== Task ==
Copy the material below word for word, changing nothing.

== Material for this task ==
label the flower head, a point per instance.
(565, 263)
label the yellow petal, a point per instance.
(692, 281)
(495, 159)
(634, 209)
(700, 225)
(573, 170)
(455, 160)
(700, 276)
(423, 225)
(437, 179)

== Exercise answer ==
label the flower head, a point per instance.
(565, 263)
label the yellow petal, a point per instance.
(692, 281)
(495, 159)
(634, 209)
(700, 225)
(573, 170)
(455, 160)
(700, 276)
(423, 225)
(437, 179)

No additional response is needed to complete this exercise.